---- PASSAGE SHOWN
The eagles were dots in the sky, and I nearly transformed into an icicle because I was underdressed. Turns out lake crossings tend to be windy.
Conversation was impossible, but thankfully we all shared a meal afterwards, and I met a few people while observing some serious entitlement in the group.
Some patrons were pretty whiny when their stuffed mushrooms didn’t arrive exactly on time. To be fair, they were cold and hungry and had eyestrain from trying to find eagles all day.
Success Story #3
The church Mah Jongg group allowed me to join. I am an atheist, but these are Unitarians, so no one cares. I tried hard to conceal the fact that during my teen years, I’d even toyed with Satanism.
I had enough experience in Mah Jongg to catch on, and it’s only $3 per game.
So far, no fast friends but it’s only been a month. Rome wasn’t built in a day.
Everyone is older, mostly 70+, and they were almost all teachers, nurses, or housewives extraordinaire.
Let’s just say it’s a Tony Bennett crowd, and I’m a Tom Petty gal.
I’m holding out hope I’ll find someone who’d rather be playing D&D and isn’t ashamed to admit they read The Satanic Bible in high school before realizing Linda Goodman’s Sun Signs was more their speed.
--------
[CHALLENGE 1]
In the Mah Jongg passage, why does the writer's atheism not matter to the church group? Explain in one to three sentences.
[CHALLENGE 2]
Extend the Mah Jongg passage from its last sentence onward.
---- PROVIDED MATERIAL
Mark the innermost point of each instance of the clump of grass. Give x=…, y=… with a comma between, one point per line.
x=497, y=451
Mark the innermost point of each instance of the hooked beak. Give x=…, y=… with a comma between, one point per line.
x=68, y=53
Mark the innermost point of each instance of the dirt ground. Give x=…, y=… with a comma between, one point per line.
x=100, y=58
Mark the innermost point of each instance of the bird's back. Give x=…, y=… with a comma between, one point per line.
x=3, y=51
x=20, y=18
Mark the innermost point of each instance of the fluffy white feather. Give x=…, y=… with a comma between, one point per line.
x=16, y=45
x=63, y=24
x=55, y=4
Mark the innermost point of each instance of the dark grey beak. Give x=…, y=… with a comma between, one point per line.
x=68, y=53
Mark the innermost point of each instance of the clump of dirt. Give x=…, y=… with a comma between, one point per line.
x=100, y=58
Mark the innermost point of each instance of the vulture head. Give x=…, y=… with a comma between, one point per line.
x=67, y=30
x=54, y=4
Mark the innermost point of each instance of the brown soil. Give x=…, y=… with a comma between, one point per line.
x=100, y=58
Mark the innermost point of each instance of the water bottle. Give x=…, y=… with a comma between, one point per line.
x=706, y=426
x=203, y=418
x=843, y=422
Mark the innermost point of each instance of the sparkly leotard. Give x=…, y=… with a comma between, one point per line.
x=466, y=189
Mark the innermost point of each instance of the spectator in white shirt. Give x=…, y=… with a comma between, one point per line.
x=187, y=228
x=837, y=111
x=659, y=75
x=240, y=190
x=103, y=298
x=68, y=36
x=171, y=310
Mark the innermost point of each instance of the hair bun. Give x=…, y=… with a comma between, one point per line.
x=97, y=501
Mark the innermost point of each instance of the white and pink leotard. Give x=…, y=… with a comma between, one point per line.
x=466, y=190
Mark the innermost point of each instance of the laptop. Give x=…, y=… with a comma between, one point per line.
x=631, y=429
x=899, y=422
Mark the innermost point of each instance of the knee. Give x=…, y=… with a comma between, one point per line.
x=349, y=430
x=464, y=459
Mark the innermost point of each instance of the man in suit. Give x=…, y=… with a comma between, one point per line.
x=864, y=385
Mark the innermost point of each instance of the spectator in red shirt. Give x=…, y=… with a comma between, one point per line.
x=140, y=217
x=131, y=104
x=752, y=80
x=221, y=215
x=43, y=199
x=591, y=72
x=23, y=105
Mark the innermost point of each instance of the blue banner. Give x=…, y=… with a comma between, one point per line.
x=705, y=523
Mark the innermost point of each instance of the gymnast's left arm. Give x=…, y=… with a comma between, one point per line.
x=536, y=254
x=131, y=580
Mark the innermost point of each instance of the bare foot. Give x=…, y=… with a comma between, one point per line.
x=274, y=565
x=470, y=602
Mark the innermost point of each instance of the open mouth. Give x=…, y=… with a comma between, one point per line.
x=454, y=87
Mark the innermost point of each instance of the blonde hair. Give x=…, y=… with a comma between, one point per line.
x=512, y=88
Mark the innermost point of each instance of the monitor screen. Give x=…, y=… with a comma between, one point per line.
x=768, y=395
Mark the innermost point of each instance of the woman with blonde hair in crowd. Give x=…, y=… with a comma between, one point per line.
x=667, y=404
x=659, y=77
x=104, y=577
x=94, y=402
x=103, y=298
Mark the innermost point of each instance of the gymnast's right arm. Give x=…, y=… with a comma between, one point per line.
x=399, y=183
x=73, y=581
--------
[OUTPUT 1]
The church Mah Jongg group is made up of Unitarians, and the writer says that because of this, no one cares that the writer is an atheist.

[OUTPUT 2]
Final Feelings
Look, it’s hard to make friends even if you are normal, whatever the heck that is.
I’m no extrovert, either, but I make up for it by blathering. The jury is still out on whether that’s helpful, as my foot gets lodged in my mouth on the regular.
I have met neighbors, to the point where moving to another house — unless we discovered a tribe of gremlins living in our garage — is less likely than it was a year ago.
Thankfully, I ran into Croquet Ralph again at our church trivia night. The other day, I saw Miriam at the gym — also from church.
I guess you could say the solution for making friends in a new land, whether it’s as an expat or a transplant or even a refugee, is:
Church
Praise be, and pass the candied yams and ammunition.